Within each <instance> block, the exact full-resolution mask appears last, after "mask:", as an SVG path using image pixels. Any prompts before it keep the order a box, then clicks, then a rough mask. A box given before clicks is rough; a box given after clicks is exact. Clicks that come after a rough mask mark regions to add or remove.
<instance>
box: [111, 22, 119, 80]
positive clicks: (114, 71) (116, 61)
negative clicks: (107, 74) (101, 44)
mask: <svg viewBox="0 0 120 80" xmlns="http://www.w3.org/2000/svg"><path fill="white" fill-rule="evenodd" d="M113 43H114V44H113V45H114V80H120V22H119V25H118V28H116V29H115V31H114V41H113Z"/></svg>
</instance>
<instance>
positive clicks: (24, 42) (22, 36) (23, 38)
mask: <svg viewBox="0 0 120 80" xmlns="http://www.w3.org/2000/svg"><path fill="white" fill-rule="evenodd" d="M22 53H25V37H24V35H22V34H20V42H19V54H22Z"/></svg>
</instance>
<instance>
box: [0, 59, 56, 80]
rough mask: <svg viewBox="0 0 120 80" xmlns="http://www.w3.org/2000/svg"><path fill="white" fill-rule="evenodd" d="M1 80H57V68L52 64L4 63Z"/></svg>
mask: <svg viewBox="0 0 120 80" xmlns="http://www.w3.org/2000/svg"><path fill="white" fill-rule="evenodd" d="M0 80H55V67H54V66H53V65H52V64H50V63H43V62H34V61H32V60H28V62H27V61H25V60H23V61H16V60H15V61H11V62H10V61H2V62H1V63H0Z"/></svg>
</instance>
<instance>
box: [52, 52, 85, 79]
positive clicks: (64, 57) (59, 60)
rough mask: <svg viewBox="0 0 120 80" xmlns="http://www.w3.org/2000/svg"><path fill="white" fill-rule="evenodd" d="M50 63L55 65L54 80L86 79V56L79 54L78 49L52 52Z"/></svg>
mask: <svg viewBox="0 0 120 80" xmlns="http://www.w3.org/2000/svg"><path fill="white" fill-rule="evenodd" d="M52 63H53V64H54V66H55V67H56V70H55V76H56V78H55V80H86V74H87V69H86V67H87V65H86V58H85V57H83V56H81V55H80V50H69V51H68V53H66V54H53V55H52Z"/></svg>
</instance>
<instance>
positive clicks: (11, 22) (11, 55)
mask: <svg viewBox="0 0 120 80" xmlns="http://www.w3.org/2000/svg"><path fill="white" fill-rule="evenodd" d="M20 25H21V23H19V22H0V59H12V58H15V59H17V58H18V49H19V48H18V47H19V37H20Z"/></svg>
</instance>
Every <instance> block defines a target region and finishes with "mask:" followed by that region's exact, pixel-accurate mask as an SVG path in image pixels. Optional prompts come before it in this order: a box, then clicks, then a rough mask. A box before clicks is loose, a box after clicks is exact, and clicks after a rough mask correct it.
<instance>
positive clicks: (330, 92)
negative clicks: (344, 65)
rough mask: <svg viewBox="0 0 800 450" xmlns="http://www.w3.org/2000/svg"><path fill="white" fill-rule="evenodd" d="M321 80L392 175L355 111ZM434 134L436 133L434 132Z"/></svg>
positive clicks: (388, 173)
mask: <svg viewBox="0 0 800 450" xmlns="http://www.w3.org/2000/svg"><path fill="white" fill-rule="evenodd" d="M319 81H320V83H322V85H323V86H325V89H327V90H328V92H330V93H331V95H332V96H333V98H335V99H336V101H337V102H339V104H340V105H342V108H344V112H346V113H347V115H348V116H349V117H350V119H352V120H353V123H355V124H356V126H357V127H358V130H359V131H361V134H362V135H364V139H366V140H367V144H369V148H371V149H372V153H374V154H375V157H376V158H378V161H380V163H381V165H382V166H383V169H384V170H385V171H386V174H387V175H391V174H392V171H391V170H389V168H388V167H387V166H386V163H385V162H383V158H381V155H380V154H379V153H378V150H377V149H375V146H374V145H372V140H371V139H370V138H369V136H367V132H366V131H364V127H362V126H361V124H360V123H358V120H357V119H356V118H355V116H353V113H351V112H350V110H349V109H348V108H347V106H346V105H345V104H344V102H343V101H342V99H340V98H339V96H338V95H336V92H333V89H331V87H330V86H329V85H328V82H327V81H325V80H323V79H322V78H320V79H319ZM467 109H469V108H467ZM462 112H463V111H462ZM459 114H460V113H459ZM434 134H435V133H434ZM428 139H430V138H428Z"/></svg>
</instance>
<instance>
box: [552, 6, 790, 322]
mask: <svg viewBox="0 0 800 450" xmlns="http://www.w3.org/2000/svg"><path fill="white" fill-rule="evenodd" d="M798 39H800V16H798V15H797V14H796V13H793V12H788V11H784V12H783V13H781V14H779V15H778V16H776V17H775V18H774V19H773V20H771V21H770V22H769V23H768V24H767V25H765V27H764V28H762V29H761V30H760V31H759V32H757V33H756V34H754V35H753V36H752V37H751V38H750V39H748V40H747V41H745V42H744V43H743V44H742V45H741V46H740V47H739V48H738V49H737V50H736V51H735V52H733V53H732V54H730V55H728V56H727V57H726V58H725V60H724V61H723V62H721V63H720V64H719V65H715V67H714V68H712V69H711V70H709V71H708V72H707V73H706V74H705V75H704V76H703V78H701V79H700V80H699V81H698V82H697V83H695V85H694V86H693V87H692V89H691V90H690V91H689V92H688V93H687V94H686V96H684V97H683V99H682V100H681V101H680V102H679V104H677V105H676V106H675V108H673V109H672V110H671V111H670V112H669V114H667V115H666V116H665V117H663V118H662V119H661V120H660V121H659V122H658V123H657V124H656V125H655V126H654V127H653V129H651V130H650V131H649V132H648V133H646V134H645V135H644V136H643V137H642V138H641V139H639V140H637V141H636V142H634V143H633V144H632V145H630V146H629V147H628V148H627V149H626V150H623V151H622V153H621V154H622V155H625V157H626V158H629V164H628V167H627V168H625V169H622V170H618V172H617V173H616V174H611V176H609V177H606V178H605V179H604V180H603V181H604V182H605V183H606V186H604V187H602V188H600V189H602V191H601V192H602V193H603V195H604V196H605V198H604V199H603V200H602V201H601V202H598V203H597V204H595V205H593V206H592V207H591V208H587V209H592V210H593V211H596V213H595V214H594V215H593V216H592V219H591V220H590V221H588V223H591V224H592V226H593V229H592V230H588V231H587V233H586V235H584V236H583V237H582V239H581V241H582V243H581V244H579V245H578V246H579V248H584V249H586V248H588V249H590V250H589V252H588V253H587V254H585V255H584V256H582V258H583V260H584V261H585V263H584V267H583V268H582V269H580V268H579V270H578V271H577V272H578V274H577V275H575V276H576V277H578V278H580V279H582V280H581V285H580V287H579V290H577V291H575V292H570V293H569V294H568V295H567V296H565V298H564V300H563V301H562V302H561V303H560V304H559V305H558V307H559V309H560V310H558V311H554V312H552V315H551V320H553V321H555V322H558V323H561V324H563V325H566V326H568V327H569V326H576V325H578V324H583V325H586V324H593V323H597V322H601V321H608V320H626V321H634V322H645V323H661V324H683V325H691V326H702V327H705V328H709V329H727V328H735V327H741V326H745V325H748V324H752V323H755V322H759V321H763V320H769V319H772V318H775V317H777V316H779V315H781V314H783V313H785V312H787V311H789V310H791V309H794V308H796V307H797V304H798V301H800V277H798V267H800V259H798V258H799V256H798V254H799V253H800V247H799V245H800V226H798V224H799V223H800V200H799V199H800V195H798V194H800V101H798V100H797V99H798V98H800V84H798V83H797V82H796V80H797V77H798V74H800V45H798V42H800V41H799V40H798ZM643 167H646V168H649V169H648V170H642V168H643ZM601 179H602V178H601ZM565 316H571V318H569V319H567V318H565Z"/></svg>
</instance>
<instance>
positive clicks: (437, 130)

▶ [The problem]: Gather every line of the items above that contains "negative", matching case exactly.

▶ [Exercise answer]:
negative clicks: (107, 74) (101, 44)
negative clicks: (344, 65)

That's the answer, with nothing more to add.